__Exercise__
Extract every line of the records below that contains the string "with", matching case exactly.

*-*-*

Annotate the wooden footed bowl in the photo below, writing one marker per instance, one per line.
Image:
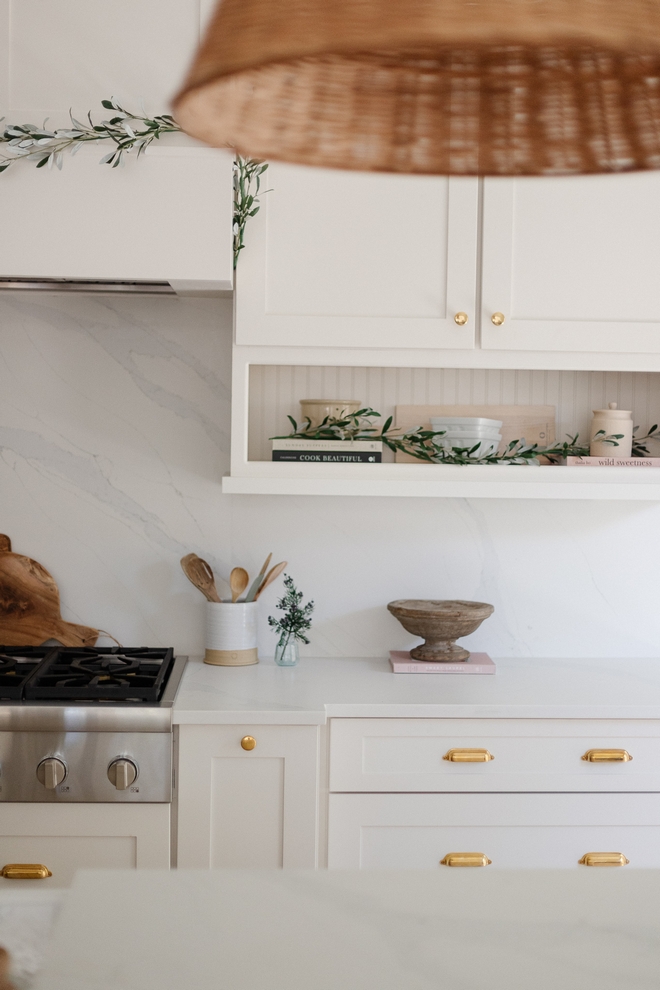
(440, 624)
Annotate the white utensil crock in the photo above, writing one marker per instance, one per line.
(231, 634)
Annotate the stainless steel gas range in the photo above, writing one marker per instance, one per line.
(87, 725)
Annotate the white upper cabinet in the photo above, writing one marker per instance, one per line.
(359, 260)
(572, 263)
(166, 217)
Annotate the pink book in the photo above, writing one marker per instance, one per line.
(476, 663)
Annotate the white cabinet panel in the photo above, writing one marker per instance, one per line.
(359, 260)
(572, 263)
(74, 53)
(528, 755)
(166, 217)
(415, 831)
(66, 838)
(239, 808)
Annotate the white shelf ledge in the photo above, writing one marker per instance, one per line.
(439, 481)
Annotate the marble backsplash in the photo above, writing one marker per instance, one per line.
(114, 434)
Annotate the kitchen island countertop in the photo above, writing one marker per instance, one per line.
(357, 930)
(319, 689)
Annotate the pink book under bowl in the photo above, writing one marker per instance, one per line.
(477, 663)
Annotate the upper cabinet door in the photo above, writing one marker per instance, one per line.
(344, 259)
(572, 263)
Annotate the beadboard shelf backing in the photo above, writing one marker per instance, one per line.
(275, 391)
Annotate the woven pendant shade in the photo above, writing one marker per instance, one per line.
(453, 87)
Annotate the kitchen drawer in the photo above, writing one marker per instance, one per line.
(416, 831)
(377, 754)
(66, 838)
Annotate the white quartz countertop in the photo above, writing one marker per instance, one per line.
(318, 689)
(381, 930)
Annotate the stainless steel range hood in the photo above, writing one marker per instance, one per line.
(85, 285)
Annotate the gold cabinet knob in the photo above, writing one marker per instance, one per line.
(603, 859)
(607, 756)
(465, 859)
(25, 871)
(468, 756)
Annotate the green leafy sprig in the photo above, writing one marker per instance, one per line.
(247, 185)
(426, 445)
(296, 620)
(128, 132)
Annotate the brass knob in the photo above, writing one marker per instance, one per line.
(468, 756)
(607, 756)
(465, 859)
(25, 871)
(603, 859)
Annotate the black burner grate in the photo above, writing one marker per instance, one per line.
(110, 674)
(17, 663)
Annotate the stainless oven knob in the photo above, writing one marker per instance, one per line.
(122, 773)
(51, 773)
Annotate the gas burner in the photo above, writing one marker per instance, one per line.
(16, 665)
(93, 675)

*-*-*

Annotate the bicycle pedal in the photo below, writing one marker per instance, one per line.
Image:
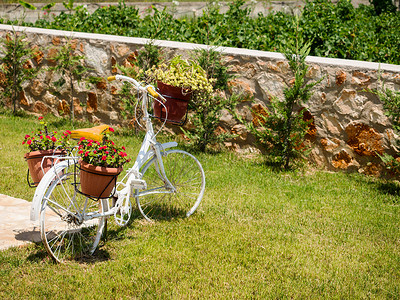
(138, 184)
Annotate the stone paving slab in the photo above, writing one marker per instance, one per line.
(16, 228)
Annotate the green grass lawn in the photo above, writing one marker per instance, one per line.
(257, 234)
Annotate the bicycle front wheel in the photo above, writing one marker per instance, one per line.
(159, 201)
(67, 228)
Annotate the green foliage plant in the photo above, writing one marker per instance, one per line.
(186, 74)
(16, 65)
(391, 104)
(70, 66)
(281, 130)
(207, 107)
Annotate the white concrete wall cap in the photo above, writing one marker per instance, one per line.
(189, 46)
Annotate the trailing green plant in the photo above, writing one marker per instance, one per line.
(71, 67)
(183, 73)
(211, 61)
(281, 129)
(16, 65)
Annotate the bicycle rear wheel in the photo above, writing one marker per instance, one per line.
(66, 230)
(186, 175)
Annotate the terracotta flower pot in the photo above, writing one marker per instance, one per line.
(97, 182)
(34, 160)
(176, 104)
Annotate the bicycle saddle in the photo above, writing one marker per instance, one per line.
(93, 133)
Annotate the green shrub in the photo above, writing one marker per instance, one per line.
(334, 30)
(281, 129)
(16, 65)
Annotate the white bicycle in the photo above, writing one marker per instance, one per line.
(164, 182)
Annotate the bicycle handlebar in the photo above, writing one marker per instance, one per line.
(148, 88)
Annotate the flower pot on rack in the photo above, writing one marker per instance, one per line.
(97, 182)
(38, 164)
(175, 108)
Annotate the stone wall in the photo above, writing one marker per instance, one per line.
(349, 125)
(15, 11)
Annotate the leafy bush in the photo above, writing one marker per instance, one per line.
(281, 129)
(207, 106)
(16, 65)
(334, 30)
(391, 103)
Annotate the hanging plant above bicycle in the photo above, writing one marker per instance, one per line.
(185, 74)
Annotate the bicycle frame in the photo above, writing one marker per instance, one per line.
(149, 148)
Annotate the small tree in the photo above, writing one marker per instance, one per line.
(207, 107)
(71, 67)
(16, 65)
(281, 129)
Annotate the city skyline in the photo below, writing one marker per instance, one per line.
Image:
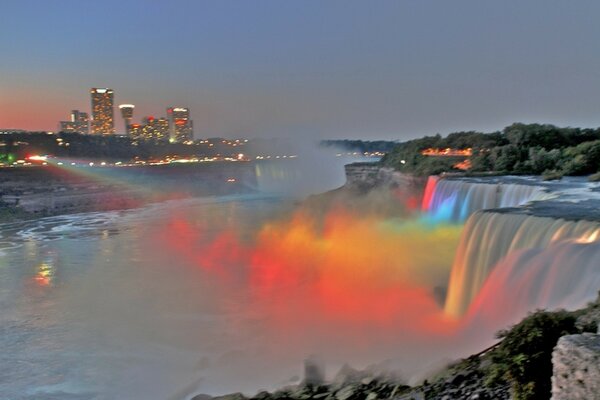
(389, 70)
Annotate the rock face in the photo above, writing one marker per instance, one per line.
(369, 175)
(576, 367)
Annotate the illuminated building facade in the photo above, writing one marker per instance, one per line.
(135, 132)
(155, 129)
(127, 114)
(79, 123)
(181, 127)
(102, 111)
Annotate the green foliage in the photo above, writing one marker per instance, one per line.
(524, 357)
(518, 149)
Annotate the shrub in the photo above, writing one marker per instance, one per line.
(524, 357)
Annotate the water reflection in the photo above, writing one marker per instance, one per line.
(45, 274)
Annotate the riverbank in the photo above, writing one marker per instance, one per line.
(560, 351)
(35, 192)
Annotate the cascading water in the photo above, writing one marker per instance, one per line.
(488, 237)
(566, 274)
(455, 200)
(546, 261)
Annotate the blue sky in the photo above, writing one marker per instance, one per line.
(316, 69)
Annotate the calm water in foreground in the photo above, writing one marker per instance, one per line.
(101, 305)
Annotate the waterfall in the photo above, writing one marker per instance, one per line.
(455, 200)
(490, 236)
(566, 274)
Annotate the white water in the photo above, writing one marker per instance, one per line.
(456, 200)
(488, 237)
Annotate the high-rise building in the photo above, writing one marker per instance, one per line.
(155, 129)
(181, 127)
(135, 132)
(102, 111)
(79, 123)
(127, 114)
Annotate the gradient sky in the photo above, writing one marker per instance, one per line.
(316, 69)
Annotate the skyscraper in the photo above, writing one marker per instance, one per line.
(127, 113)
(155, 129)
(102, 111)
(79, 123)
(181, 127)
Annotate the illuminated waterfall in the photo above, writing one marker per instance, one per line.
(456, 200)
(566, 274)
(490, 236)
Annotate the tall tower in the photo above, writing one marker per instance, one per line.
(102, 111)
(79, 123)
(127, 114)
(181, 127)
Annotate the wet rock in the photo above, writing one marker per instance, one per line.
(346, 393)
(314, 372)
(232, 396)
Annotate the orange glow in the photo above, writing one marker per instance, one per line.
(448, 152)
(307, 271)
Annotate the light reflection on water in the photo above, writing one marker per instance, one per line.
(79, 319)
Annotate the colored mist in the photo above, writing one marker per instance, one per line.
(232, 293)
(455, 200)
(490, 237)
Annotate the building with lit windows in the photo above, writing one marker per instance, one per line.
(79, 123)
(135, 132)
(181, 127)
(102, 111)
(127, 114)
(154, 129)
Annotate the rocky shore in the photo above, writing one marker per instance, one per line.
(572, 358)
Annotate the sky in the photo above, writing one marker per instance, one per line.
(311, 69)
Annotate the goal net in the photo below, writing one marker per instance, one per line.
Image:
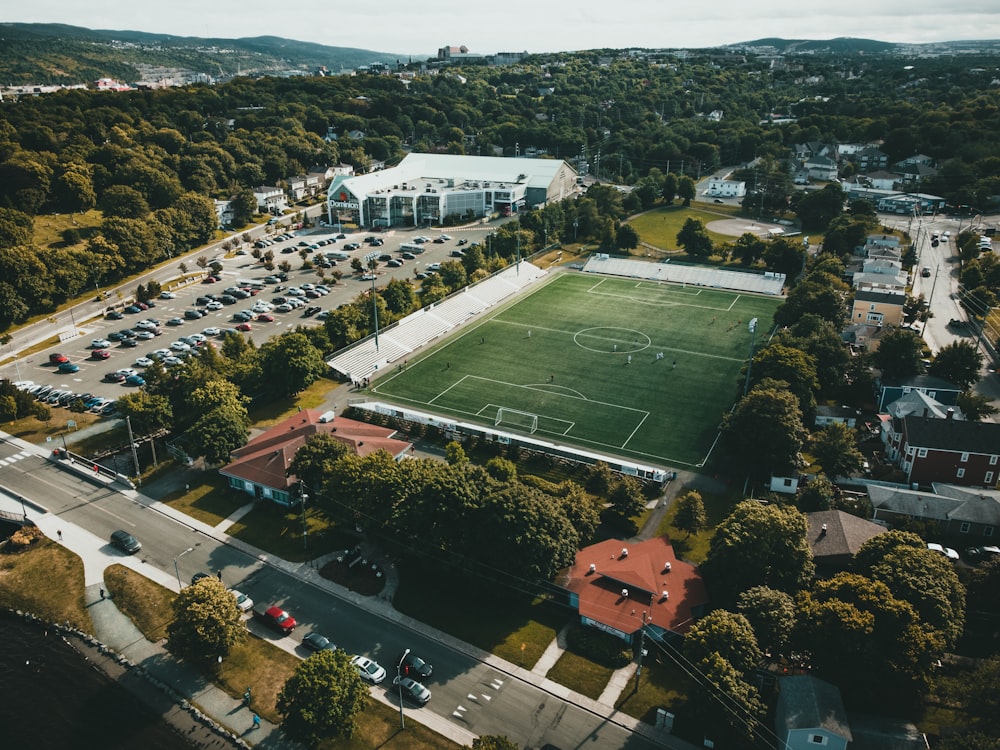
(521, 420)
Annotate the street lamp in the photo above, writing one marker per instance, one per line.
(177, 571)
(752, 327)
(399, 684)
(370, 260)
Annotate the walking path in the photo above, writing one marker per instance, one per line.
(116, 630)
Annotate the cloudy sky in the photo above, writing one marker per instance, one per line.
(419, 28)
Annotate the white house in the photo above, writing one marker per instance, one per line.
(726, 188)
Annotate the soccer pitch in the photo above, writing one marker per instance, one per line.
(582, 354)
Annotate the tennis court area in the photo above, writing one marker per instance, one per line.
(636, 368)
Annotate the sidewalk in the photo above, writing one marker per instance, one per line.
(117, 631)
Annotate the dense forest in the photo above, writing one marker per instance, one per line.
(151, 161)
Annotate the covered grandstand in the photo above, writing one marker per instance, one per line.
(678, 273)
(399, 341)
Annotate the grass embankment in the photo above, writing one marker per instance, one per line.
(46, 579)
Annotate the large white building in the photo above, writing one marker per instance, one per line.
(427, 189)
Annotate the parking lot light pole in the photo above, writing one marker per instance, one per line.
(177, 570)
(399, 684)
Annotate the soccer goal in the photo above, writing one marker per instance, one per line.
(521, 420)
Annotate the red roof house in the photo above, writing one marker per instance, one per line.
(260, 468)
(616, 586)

*-*-*

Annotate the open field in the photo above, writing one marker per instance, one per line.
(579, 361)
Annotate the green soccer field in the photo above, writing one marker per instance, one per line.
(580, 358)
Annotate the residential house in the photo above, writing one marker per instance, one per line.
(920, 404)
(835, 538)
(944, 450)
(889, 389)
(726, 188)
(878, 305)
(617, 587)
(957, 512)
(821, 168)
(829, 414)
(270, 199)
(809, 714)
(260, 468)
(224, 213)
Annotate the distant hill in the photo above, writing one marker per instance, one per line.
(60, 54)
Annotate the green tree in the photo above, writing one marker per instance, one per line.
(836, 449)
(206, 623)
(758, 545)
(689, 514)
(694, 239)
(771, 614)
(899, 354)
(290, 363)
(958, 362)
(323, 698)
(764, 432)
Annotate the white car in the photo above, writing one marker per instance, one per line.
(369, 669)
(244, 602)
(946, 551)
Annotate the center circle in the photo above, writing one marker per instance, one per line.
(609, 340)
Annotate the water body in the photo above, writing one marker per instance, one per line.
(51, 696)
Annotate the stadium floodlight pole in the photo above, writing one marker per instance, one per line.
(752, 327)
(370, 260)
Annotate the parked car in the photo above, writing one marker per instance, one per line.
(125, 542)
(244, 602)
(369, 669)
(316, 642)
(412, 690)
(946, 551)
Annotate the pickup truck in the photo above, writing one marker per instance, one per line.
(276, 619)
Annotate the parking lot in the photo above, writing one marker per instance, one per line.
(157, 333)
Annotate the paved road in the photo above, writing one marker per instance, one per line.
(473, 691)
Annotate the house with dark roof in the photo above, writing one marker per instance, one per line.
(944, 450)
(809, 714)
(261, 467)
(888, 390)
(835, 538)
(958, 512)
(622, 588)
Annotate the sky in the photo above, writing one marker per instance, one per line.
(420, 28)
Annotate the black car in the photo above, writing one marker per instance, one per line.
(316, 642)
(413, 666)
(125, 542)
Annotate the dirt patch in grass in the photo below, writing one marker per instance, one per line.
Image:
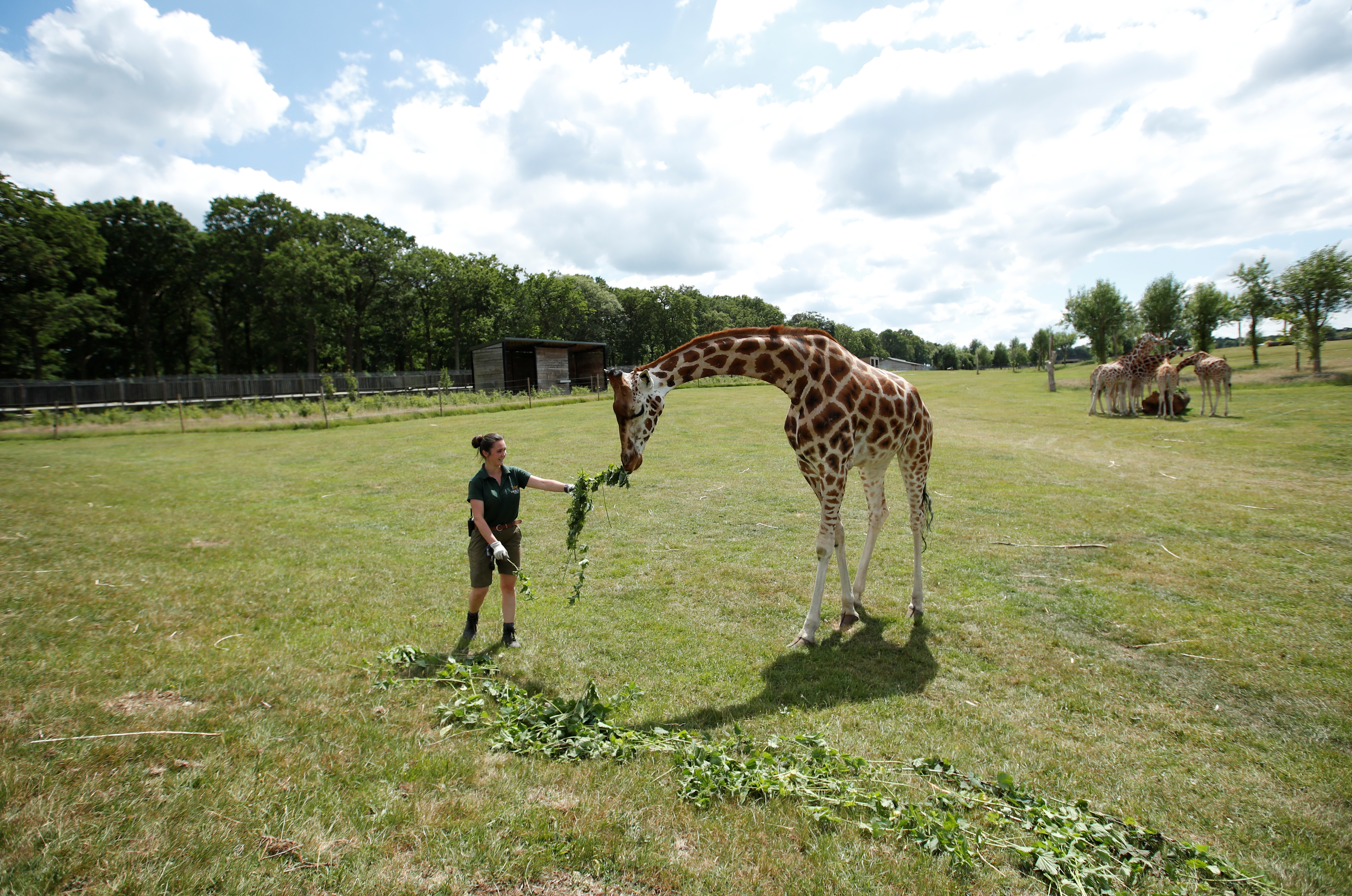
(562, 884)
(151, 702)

*-*-*

__Task result__
Annotate the building with lit windows in the photo above, writing one marker per instance, one per line.
Annotate the house with dark roof in the photo above, writing one marker per instance, one per line.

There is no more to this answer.